→ **Given request**: Each line from the one that contains "Can you see the sidewalk?" to the end of the material must be quoted exactly; include both end lines and nothing else.

→ **Data to process**:

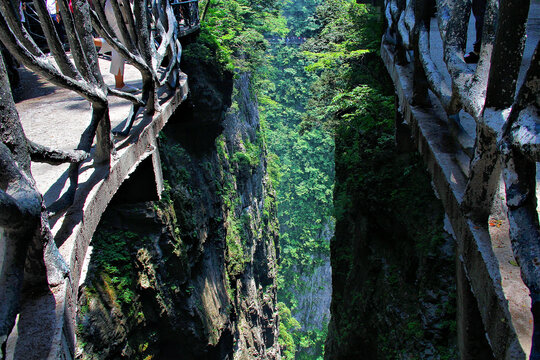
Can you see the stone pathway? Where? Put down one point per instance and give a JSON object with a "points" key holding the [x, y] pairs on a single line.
{"points": [[515, 291]]}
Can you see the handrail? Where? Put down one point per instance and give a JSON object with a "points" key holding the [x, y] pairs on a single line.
{"points": [[505, 117], [157, 57]]}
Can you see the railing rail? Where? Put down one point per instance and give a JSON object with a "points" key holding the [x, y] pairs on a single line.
{"points": [[148, 39], [505, 117]]}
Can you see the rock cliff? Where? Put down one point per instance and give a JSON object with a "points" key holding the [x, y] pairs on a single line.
{"points": [[191, 276]]}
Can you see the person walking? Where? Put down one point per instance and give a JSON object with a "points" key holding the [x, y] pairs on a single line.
{"points": [[479, 10]]}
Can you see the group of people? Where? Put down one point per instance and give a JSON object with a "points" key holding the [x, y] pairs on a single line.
{"points": [[117, 61]]}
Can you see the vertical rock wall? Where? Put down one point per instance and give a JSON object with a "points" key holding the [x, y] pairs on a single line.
{"points": [[192, 276]]}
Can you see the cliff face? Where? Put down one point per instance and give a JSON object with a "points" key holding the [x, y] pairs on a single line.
{"points": [[392, 262], [193, 275]]}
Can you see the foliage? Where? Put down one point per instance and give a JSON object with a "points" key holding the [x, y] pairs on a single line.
{"points": [[381, 198]]}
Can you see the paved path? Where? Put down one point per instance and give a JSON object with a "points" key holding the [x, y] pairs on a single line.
{"points": [[505, 270], [57, 117]]}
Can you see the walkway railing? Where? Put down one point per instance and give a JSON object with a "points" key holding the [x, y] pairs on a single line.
{"points": [[506, 116], [150, 42]]}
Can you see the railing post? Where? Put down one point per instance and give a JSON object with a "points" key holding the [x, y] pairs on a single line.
{"points": [[420, 83], [403, 136]]}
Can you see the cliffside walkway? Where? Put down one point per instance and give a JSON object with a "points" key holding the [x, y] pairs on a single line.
{"points": [[59, 114], [456, 115]]}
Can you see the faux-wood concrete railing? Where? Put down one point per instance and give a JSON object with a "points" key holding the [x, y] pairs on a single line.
{"points": [[506, 141]]}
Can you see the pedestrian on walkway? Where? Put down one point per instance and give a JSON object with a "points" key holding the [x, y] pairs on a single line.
{"points": [[117, 61], [479, 10]]}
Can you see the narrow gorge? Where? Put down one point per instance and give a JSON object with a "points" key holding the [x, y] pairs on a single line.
{"points": [[290, 225]]}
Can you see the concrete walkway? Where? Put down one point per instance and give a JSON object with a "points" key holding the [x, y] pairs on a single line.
{"points": [[449, 168], [57, 117]]}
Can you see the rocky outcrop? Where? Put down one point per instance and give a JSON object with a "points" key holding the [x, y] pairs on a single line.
{"points": [[393, 274], [193, 275]]}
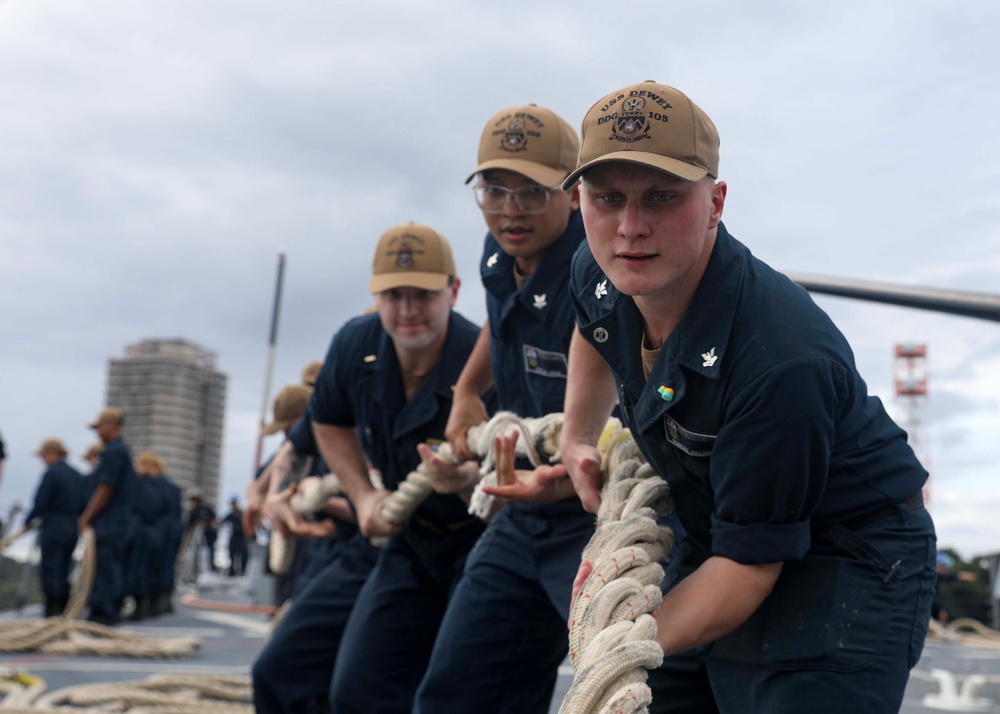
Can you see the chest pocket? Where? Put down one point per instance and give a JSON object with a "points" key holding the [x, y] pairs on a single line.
{"points": [[545, 375], [692, 449]]}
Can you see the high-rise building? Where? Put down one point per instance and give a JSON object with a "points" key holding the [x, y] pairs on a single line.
{"points": [[173, 399]]}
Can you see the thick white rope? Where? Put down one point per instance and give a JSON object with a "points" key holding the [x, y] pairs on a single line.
{"points": [[612, 635], [159, 694], [539, 443]]}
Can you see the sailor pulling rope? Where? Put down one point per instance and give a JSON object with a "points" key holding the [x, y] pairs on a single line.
{"points": [[612, 635]]}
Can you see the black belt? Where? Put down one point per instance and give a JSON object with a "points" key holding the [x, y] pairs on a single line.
{"points": [[912, 503]]}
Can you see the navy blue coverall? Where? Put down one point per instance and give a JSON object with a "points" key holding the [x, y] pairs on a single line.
{"points": [[509, 612], [172, 533], [292, 673], [59, 503], [112, 529], [147, 549], [775, 452], [389, 635]]}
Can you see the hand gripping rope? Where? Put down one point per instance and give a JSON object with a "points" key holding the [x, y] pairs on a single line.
{"points": [[612, 635], [540, 444]]}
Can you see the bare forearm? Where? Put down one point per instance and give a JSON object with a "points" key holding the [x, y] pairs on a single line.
{"points": [[713, 601], [340, 508], [591, 393], [280, 468], [342, 453], [477, 374]]}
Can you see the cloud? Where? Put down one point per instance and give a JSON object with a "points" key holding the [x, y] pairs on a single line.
{"points": [[155, 158]]}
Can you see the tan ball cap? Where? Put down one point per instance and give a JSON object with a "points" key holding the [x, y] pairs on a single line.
{"points": [[411, 256], [650, 124], [54, 445], [289, 406], [311, 372], [108, 416], [530, 140]]}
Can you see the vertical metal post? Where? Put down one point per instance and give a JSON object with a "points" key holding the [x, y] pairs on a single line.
{"points": [[269, 368]]}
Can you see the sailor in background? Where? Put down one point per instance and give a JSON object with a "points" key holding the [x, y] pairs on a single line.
{"points": [[58, 503], [109, 512]]}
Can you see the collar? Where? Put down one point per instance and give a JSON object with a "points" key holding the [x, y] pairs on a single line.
{"points": [[537, 295], [699, 343]]}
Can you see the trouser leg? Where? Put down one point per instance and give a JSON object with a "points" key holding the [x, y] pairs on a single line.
{"points": [[293, 671], [388, 639]]}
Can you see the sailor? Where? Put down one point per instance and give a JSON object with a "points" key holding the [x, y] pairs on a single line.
{"points": [[386, 386], [509, 611], [147, 549], [293, 671], [289, 407], [58, 504], [171, 530], [808, 565], [200, 514], [237, 541], [311, 371], [109, 512]]}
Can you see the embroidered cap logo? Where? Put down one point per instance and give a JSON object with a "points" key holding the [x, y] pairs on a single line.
{"points": [[631, 124], [404, 256]]}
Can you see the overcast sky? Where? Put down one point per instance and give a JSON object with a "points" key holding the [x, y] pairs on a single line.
{"points": [[156, 157]]}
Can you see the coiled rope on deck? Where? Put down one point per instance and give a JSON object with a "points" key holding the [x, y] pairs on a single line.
{"points": [[83, 583], [159, 694], [69, 636]]}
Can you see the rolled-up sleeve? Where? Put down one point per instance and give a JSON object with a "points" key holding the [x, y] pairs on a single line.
{"points": [[771, 459]]}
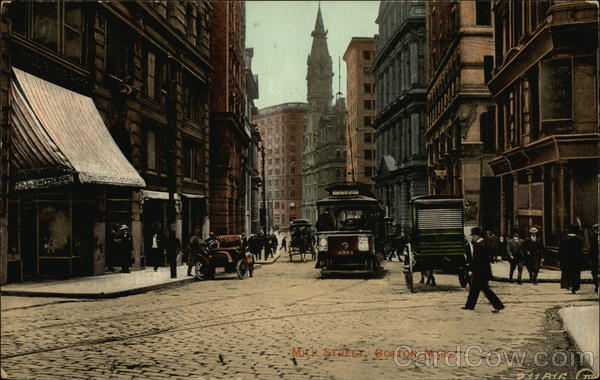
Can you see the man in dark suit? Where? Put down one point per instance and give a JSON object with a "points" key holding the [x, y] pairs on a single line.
{"points": [[534, 250], [156, 245], [482, 273], [570, 254], [516, 256]]}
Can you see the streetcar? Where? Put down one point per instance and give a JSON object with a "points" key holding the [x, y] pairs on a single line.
{"points": [[302, 235], [350, 230]]}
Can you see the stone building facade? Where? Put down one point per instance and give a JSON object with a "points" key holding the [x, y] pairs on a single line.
{"points": [[545, 82], [399, 69], [252, 165], [360, 102], [148, 90], [230, 131], [324, 144], [282, 128], [460, 120]]}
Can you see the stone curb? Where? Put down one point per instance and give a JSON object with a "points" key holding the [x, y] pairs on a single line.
{"points": [[540, 280], [571, 325], [120, 293]]}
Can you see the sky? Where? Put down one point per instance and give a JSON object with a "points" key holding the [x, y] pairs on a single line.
{"points": [[279, 32]]}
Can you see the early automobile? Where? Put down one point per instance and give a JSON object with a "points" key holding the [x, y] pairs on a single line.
{"points": [[349, 230], [437, 239], [225, 254], [302, 234]]}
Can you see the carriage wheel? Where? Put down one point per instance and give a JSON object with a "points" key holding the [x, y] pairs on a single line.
{"points": [[202, 271], [462, 276], [408, 270], [242, 269]]}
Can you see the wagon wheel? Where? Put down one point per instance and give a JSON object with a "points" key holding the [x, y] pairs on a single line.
{"points": [[408, 269], [203, 272], [241, 269]]}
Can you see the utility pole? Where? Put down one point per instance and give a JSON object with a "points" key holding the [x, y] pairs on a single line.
{"points": [[263, 210]]}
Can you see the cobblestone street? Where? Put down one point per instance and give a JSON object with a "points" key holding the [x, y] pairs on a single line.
{"points": [[286, 322]]}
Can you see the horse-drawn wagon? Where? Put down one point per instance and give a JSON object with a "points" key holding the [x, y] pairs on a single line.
{"points": [[302, 235]]}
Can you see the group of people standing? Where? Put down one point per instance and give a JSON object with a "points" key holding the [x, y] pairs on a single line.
{"points": [[526, 253]]}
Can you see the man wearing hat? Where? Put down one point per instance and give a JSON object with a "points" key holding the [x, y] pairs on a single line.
{"points": [[594, 255], [534, 250], [125, 247], [516, 256], [482, 273], [570, 254]]}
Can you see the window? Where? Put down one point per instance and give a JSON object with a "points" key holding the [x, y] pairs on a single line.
{"points": [[157, 151], [73, 38], [150, 75], [194, 99], [483, 12], [156, 78], [151, 150], [59, 26], [45, 24], [488, 64], [193, 161]]}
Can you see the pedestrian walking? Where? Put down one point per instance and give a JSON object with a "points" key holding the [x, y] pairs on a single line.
{"points": [[195, 248], [516, 256], [570, 254], [125, 248], [283, 244], [156, 246], [494, 243], [482, 273], [534, 250], [173, 246], [112, 256], [594, 255], [254, 245], [273, 243]]}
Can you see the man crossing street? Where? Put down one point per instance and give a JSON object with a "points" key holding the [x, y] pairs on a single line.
{"points": [[482, 273]]}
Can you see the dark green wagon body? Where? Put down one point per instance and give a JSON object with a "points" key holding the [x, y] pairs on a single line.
{"points": [[437, 236]]}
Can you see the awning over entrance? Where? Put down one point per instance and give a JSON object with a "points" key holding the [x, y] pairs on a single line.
{"points": [[58, 138]]}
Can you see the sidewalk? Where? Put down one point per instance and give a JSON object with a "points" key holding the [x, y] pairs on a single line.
{"points": [[500, 272], [106, 286], [581, 322]]}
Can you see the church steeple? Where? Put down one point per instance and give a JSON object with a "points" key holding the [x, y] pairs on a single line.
{"points": [[319, 74]]}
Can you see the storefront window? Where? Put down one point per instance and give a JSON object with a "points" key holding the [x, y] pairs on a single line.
{"points": [[55, 229], [555, 89], [45, 24]]}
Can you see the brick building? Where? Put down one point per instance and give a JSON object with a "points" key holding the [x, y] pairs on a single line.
{"points": [[282, 129], [230, 131], [399, 69], [360, 102], [67, 181], [545, 84], [460, 119]]}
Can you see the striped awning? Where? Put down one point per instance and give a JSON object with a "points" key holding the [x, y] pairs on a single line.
{"points": [[58, 137]]}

→ **Response for this exercise**:
Can you see the sidewalk? Where? Put down one point per instance and give a JSON object with a "points" key holding the [x, y] pairs on a single line.
{"points": [[500, 272], [106, 286], [581, 322]]}
Can you see the church steeple? Where? Put down one point per instance and give a JSON object with a "points" key holding the [x, y] pairs on a single line.
{"points": [[319, 74]]}
Can you see the storefront window? Where? Put down one point per instance and give a JSON object with a "points" key holding the [x, y] pairs on a single line.
{"points": [[55, 229], [555, 89], [45, 24]]}
Can you see the brick building? Where? Put down one point per instance and give a JSON object with a "points" key holding the [x, y] pairs on a single line.
{"points": [[282, 129], [230, 131], [399, 69], [360, 102], [67, 181], [545, 84], [460, 119]]}
Can you see the striped awning? Where? Put down one point per instance and give a JSON object with a "points" key holding the [x, y] pairs on a single line.
{"points": [[58, 137]]}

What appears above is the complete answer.